Given task —
Retype the records word for word, beginning at the line that contains "Could you please outline every instance of the **gravel" and continuing through the last line of the records.

====== Given data

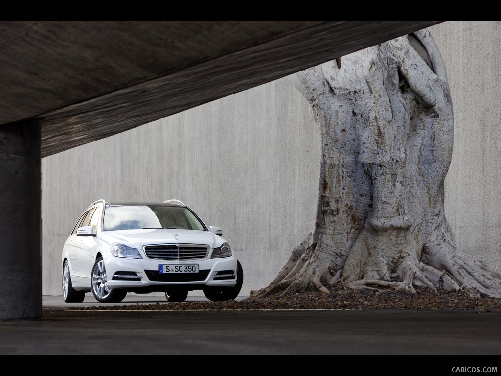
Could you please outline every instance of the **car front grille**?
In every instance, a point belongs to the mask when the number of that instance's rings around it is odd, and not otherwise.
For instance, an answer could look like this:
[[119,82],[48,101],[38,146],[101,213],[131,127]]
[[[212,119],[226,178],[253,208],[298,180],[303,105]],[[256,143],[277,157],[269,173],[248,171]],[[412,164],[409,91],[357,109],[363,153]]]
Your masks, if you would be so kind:
[[146,246],[144,252],[150,259],[181,261],[205,258],[209,247],[201,244],[161,244]]
[[198,273],[160,273],[158,270],[145,270],[150,281],[154,282],[193,282],[204,281],[210,270],[200,270]]

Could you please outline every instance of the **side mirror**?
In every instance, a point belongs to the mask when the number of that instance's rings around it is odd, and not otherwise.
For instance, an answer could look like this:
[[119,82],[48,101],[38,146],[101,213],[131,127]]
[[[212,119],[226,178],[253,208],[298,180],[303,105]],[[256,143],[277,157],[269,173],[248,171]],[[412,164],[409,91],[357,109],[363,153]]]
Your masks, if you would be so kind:
[[79,227],[77,230],[77,236],[96,236],[92,226]]
[[220,227],[217,227],[217,226],[209,226],[209,231],[211,233],[214,233],[216,235],[222,236],[222,230],[221,230]]

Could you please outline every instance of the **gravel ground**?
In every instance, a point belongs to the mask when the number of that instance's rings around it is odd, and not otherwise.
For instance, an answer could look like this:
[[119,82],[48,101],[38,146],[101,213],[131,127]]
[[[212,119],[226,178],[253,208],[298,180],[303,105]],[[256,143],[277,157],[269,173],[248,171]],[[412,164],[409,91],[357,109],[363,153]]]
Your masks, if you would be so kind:
[[421,289],[416,293],[406,291],[352,290],[333,288],[330,295],[318,292],[257,298],[250,296],[239,301],[183,302],[133,304],[99,307],[69,308],[75,310],[188,310],[279,309],[441,309],[474,310],[479,312],[501,311],[501,299],[474,297],[461,292],[433,291]]

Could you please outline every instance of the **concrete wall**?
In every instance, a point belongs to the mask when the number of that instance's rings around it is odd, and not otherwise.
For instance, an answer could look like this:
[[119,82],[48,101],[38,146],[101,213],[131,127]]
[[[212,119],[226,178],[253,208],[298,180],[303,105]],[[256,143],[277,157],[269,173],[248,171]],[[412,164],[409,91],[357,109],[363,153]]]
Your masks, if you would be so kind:
[[[454,109],[446,215],[458,245],[498,269],[499,22],[429,29]],[[313,230],[320,146],[308,104],[286,78],[44,158],[43,294],[61,294],[63,243],[101,198],[180,200],[222,228],[244,269],[241,295],[266,286]]]
[[181,200],[222,228],[240,294],[265,287],[313,230],[320,142],[285,78],[43,158],[43,294],[62,294],[63,244],[99,199]]
[[429,30],[454,109],[445,215],[457,244],[501,270],[501,21],[447,21]]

============

Solution to this problem —
Could you please outline every instance of the **gravel ground**?
In every instance, a point belongs to the mask when the number of that instance's rings around it is odd, and not otherwise.
For instance, an answer could look like this:
[[119,82],[48,101],[38,146],[101,213],[131,127]]
[[[212,119],[226,178],[253,208],[298,180],[303,105]],[[256,143],[277,157],[269,173],[248,171]],[[412,164],[409,91],[357,109],[363,153]]]
Your masks, if you would be so kind:
[[421,289],[416,293],[406,291],[352,290],[333,288],[330,295],[318,292],[257,298],[250,296],[239,301],[183,302],[133,304],[99,307],[69,308],[75,310],[188,310],[279,309],[441,309],[474,310],[479,312],[501,311],[501,299],[474,297],[461,292],[433,291]]

Could you please outline every instance of the **concrete wall**?
In every instance, a point belongs to the mask when the number of that instance's rings around it is odd, and not otherwise.
For instance, an answer could look like this:
[[119,82],[48,101],[38,146],[101,213],[131,127]]
[[[212,119],[226,178],[253,208],[298,180],[303,105]],[[256,143],[277,157],[269,173],[248,171]],[[412,164],[409,91],[357,109],[363,153]]]
Your masks, if you would be so kind:
[[[454,109],[446,215],[458,245],[498,269],[499,22],[429,29]],[[313,230],[320,146],[308,104],[286,78],[44,158],[43,294],[61,294],[63,243],[101,198],[180,200],[222,228],[244,269],[241,295],[266,286]]]
[[181,200],[222,228],[240,294],[265,287],[313,230],[320,142],[285,78],[43,158],[43,294],[62,294],[63,244],[99,199]]
[[429,30],[454,109],[445,215],[457,244],[501,270],[501,21],[447,21]]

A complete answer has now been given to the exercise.